> **THE PROBLEM**:
Copy the full set of lines exactly as given.

> **DATASET**:
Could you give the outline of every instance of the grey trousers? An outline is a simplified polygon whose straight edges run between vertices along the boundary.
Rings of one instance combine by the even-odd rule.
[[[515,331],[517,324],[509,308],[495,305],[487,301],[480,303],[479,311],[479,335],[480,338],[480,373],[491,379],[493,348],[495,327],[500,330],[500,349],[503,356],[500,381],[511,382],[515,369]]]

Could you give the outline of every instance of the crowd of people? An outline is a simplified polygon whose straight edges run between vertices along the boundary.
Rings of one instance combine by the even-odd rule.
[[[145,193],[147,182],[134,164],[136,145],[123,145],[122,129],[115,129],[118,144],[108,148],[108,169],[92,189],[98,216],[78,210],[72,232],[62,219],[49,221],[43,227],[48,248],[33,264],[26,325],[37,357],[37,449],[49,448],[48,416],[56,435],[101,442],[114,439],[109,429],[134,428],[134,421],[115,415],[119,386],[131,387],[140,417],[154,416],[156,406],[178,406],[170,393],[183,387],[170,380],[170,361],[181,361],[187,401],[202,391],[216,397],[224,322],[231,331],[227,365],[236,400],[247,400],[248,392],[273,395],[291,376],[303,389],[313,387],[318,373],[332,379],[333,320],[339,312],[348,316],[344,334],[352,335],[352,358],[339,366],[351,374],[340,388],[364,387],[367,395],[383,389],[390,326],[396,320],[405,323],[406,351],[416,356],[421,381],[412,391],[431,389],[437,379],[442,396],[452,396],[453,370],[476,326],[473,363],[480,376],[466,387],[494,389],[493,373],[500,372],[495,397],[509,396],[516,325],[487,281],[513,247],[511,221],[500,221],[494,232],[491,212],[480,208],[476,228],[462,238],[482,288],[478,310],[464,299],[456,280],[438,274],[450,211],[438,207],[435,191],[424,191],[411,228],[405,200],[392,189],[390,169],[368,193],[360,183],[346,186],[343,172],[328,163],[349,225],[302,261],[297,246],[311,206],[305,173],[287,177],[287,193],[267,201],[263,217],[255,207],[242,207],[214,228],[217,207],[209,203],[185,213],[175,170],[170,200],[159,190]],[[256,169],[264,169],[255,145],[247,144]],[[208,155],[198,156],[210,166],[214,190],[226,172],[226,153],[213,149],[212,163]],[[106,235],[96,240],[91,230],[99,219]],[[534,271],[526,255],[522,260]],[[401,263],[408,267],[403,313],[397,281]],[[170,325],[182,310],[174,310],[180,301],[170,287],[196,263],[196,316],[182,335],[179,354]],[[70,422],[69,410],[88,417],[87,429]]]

> **EXERCISE SOLUTION**:
Could you give the outline of every instance of the grey trousers? An outline is a simplified polygon whose straight edges run between vertices along the boundary.
Rings of one instance combine by the even-odd rule.
[[[515,331],[517,324],[509,308],[495,305],[487,301],[480,303],[479,311],[479,335],[480,338],[480,373],[491,379],[493,348],[495,327],[500,330],[500,349],[503,356],[500,381],[511,382],[515,369]]]

Could you give the outline of every instance of the crowd of people? An outline is a simplified polygon whose straight edges run between vertices along the boundary.
Rings of one instance combine by the even-odd rule.
[[[145,193],[147,182],[134,164],[136,145],[123,145],[122,129],[115,129],[118,144],[108,148],[108,169],[92,189],[98,216],[78,210],[72,232],[62,219],[49,221],[43,227],[48,248],[33,264],[26,325],[37,357],[37,449],[49,448],[48,416],[56,435],[101,442],[114,439],[109,429],[134,428],[134,421],[115,415],[119,386],[131,387],[140,417],[154,416],[156,406],[178,406],[170,393],[183,387],[170,380],[170,361],[181,361],[187,401],[202,391],[216,397],[224,322],[231,331],[227,365],[236,400],[247,400],[248,392],[273,395],[291,376],[303,389],[313,387],[318,373],[332,379],[333,320],[339,312],[348,316],[344,334],[352,335],[352,358],[339,366],[351,374],[340,388],[364,387],[367,395],[383,389],[390,326],[396,320],[405,323],[406,351],[416,356],[421,381],[412,391],[431,389],[437,379],[442,396],[452,396],[453,370],[476,326],[473,363],[480,376],[466,387],[494,389],[493,373],[500,372],[495,397],[509,396],[516,325],[487,281],[513,247],[511,221],[500,221],[494,232],[491,212],[480,208],[476,228],[462,238],[482,288],[478,310],[464,299],[456,280],[438,274],[450,211],[438,207],[435,191],[424,191],[411,228],[405,200],[392,189],[390,169],[368,193],[360,183],[346,186],[343,172],[328,163],[349,225],[302,261],[297,246],[311,206],[305,173],[287,177],[287,193],[267,201],[263,217],[255,207],[242,207],[214,228],[217,207],[209,203],[185,213],[175,170],[170,200],[159,190]],[[256,169],[264,169],[255,145],[247,144]],[[208,155],[198,156],[210,166],[214,190],[226,172],[226,153],[213,149],[212,163]],[[106,235],[96,240],[91,230],[99,219]],[[534,271],[526,255],[522,260]],[[401,263],[408,267],[403,313],[397,281]],[[170,325],[182,310],[174,310],[180,301],[170,287],[196,263],[196,316],[182,335],[179,354]],[[70,422],[69,410],[88,417],[87,429]]]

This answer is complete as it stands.